### WHAT YOU SHOULD DO
Set down exactly the lines in the records below that run from the line with "Put a single dot on each instance of the metal" to the line with "Put a single dot on each instance of the clear", inclusive, and nothing more.

### DATASET
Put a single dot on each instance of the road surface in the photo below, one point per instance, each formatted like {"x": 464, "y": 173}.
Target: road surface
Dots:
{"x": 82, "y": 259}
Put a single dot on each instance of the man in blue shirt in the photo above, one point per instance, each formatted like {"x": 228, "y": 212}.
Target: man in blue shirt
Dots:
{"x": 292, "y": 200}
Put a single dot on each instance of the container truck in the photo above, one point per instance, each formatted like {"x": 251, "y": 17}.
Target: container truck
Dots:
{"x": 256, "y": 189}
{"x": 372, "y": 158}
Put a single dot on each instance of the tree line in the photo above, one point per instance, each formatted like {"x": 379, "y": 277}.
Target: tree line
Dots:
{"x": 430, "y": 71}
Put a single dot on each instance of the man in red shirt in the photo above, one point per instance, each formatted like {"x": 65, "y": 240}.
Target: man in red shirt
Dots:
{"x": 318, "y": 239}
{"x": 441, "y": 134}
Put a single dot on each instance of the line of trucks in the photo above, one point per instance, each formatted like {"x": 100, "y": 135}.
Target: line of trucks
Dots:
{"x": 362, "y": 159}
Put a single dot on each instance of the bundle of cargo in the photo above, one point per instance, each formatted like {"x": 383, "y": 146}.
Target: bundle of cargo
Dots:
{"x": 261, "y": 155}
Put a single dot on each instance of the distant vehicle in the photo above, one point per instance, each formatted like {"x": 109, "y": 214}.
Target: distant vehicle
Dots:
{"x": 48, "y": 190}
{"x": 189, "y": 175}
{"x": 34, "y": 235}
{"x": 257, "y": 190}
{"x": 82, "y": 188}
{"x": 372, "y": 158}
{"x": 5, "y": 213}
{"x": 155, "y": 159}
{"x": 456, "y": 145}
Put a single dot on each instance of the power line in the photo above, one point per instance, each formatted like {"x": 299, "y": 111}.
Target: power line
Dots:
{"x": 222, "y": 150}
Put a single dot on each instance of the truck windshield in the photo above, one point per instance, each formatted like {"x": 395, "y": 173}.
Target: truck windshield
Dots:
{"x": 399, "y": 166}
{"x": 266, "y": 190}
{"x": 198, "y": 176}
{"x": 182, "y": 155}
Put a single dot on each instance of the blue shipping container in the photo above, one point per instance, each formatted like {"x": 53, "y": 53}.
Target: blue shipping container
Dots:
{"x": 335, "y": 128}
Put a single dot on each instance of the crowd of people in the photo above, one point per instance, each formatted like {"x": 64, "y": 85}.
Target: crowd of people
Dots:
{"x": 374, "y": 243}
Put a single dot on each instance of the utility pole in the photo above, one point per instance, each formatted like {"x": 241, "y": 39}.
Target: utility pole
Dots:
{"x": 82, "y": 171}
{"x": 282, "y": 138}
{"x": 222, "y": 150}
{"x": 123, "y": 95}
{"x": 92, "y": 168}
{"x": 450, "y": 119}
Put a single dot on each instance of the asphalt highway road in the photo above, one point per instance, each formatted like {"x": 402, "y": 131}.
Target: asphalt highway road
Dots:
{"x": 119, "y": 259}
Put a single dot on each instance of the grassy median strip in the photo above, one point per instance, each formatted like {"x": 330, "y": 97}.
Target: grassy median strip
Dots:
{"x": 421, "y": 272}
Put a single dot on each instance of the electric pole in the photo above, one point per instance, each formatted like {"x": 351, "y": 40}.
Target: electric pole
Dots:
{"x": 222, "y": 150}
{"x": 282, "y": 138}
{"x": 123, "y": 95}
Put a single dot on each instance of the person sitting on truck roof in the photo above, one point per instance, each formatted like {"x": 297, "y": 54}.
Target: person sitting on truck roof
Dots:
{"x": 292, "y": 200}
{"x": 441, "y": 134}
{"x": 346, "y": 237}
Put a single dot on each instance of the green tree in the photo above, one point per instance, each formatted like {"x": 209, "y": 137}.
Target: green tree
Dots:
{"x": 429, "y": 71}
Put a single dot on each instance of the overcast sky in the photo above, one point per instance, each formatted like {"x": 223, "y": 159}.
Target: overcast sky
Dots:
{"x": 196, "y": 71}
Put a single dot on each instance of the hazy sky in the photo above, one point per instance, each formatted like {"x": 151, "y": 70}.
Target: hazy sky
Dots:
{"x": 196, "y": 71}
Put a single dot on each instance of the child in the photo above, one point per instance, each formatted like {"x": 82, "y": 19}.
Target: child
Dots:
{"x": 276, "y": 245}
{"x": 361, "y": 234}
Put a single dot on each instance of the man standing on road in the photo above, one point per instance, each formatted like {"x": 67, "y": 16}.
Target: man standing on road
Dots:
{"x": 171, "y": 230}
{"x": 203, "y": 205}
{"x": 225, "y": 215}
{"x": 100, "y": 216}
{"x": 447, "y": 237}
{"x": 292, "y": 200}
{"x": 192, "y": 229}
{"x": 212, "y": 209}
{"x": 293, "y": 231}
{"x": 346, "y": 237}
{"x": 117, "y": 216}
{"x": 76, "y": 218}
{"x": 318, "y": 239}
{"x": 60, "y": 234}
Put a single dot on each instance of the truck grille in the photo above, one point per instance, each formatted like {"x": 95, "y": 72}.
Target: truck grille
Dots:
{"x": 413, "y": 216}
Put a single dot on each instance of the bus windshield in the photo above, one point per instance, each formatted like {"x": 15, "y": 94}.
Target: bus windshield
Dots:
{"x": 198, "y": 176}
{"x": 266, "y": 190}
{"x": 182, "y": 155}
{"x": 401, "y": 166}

* * *

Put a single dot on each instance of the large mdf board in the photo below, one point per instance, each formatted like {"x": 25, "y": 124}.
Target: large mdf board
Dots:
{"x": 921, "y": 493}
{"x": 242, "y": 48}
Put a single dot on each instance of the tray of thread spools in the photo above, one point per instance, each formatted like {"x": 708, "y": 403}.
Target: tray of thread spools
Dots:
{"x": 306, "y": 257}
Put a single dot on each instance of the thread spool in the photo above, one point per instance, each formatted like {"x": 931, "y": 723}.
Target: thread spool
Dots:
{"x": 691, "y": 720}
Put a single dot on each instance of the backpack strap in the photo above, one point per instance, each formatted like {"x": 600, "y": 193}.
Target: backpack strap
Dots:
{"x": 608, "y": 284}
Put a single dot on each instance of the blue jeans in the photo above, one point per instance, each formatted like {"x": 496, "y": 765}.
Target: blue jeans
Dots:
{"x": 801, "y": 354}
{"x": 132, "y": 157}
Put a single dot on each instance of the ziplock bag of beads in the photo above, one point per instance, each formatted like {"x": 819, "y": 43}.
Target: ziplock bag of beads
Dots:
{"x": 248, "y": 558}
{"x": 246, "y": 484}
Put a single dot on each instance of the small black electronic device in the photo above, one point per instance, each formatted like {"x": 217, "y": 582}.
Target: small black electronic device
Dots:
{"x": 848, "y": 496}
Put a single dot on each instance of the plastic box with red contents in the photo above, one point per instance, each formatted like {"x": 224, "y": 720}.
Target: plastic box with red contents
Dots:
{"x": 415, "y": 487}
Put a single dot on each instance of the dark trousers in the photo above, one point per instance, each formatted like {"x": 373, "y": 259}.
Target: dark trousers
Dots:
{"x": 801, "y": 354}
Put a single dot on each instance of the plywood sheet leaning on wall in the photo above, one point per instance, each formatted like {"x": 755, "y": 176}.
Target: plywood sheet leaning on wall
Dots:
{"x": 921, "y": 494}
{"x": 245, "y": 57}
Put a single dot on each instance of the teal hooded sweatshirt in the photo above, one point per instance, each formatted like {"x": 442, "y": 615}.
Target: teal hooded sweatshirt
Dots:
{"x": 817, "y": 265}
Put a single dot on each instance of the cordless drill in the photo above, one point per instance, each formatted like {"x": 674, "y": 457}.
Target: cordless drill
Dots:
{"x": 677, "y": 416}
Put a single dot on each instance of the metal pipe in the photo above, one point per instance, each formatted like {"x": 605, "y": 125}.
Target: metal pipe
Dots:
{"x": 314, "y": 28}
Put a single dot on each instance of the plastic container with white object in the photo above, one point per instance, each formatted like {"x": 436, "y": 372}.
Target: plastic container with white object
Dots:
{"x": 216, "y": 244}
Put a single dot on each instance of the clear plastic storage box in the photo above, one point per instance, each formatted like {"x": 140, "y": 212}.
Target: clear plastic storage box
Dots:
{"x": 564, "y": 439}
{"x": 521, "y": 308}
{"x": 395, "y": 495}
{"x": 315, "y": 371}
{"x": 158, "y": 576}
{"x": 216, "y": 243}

### YOUR SOLUTION
Put a single dot on each instance of the metal pipe in the photo above, one point per instance, each formatted like {"x": 605, "y": 125}.
Target: metal pipe
Dots:
{"x": 314, "y": 28}
Put a single dot on each instance of the plastic container with white object in the photo above, one point per instance, each formatted like {"x": 436, "y": 372}.
Target: plastic container with white object
Dots:
{"x": 216, "y": 244}
Put a single dot on each instance of the clear plastic storage box in the photo above, one point per instance, each formatted like {"x": 140, "y": 212}.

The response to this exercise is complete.